- EXTRAIT DU TEXTE
Le   marché   des   semi-conducteurs   s’installe   dans   une croissance forte et durable. Le   comprendre   et   bien   connaitre ce qui  l’influence permet de mieux anticiper les défis de sa supply chain.

La pénurie de composants électroniques est un phénomène récurrent bien connu. Il est évidemment dû à une différence entre offre et demande.

Dans les années 90, la demande dépendait principalement des cycles économiques, elle est désormais étroitement liée aux marchés portés par les nouvelles technologies.

A cette variation de demande, on doit ajouter celle de l’offre qui peut subir des ruptures accidentelles de production (incendie, pannes électriques, incident climatiques, épidémies…).

Alors que dans les années 90, on observait l’apparition de pénuries tous les 5 à 8 ans, celles-ci surviennent désormais tous les deux à trois ans.

Principale responsable ; la mondialisation qui a eu un effet de concentration des moyens de production touchant l’offre ; et aussi de synchronisation des marchés touchant cette fois-ci la demande par le cumul simultané des besoins.

Une fonderie de semi-conducteurs, c’est quoi ?

Pour mieux comprendre la pénurie touchant les semi-conducteurs, il faut remonter la chaine de valeur jusqu’aux fonderies ; usines produisant la puce.

C’est là que se constitue la partie active du composant.

Nous sommes tous de plus en plus utilisateurs d’électronique. L’usage des téléphones, PC, tablettes, TV, automobiles… nous est naturel, voire désormais essentiel. Pourtant, beaucoup d’entre nous sommes loin d’imaginer la complexité de production d’un composant électronique. Je me risque à vous en donner une idée en vulgarisant ci-dessous quelques notions de référence.

- LISTE
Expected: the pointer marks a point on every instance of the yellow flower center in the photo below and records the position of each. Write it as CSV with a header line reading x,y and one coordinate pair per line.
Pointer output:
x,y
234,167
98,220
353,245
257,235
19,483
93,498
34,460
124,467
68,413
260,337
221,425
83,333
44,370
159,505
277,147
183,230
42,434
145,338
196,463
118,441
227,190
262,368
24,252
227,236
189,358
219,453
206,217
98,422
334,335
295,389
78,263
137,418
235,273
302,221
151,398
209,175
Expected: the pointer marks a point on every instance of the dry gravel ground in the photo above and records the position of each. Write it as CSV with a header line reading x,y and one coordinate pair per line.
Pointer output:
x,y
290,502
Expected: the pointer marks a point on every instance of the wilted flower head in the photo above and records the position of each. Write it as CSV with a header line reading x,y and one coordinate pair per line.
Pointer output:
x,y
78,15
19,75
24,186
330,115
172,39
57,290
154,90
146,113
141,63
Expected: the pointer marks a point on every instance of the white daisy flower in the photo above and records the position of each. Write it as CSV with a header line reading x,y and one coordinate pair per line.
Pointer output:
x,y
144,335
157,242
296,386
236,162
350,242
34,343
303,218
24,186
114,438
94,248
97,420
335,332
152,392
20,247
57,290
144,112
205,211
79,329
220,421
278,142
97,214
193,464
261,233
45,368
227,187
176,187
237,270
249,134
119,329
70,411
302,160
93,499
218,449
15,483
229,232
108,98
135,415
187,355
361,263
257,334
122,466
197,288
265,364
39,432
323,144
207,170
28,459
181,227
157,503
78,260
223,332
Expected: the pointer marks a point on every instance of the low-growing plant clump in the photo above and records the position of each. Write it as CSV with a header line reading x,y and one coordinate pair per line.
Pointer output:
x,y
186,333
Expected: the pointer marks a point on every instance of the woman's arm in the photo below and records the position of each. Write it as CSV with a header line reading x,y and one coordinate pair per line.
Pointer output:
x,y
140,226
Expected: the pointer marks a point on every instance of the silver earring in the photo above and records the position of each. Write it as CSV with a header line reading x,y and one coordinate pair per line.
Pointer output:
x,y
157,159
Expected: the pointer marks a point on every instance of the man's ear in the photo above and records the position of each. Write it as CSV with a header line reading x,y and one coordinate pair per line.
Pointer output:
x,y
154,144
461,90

- À FAIRE
A. D'après le texte sur la pénurie de semi-conducteurs, à quelle fréquence les pénuries surviennent-elles désormais ?
B. Reproduisez le passage du texte sur les semi-conducteurs qui va de "Une fonderie de" jusqu'à "notions de référence." inclus.
C. Poursuivez le texte sur la pénurie de semi-conducteurs à partir de l'endroit où il s'arrête.

- RÉPONSES
A. Tous les deux à trois ans.

B.
Une fonderie de semi-conducteurs, c’est quoi ?

Pour mieux comprendre la pénurie touchant les semi-conducteurs, il faut remonter la chaine de valeur jusqu’aux fonderies ; usines produisant la puce.

C’est là que se constitue la partie active du composant.

Nous sommes tous de plus en plus utilisateurs d’électronique. L’usage des téléphones, PC, tablettes, TV, automobiles… nous est naturel, voire désormais essentiel. Pourtant, beaucoup d’entre nous sommes loin d’imaginer la complexité de production d’un composant électronique. Je me risque à vous en donner une idée en vulgarisant ci-dessous quelques notions de référence.

C.
Le composant semi-conducteur est issu de la transformation d’un barreau de Silicium.

– Ce barreau jusqu’à 300mm de diamètre est tronçonné en galettes de 0.2 mm d’épaisseur (wafer).

– C’est sur ce wafer que l’on construit les transistors qui composeront les puces.

– Ces derniers sont réalisés par un nombre très élevé d’opération (oxydation, dépôt, diffusion, gravure, lithographie…).

– Les opérations sont réalisées sous ultra vide, en salle blanche. 

– Plus la gravure est fine, plus le nombre de transistors par mm² est élevé.

– Plus la gravure est fine, plus le composant est puissant et moins il consomme. 

– Ces opérations peuvent être répétées plus de 1.400 fois pour en créer autant de couches.

– Une grande quantité de circuits est tirée d’un même wafer, selon leurs tailles.

– Le wafer est donc découpé en puce (die) qui seront intégrées dans un boitier.

– On soude alors la puce aux plots de connexion, pates ou billes par des fils de bonding.

– Ces circuits intégrés constituent le cœur de nos processeurs et mémoires.

– La technologie récente s’appuie sur une gravure de 5nm (1 nanomètre = 1 milliardième de mètre). 

A titre comparatif, le diamètre d’un cheveu fin est de 50.000 nm.

– Ainsi, le processeur de L’Iphone 5S était produit en 2013 sur une techno de 28 nm et possédait 1 milliard de transistors.- Le processeur de l’Iphone 12 actuellement produit par TSMC repose sur une technologie de 5nm et possède près de 12 Milliard de transistors. 

– Samsung et TSMC annoncent 2nm pour fin 2022, IBM annonce qu’il a déjà produit un circuit à 1nm.

– Cette course technologique impose aux fonderies un renouvellement de plus en plus rapide de leurs outils de production qui sont par ailleurs de plus en plus pointus.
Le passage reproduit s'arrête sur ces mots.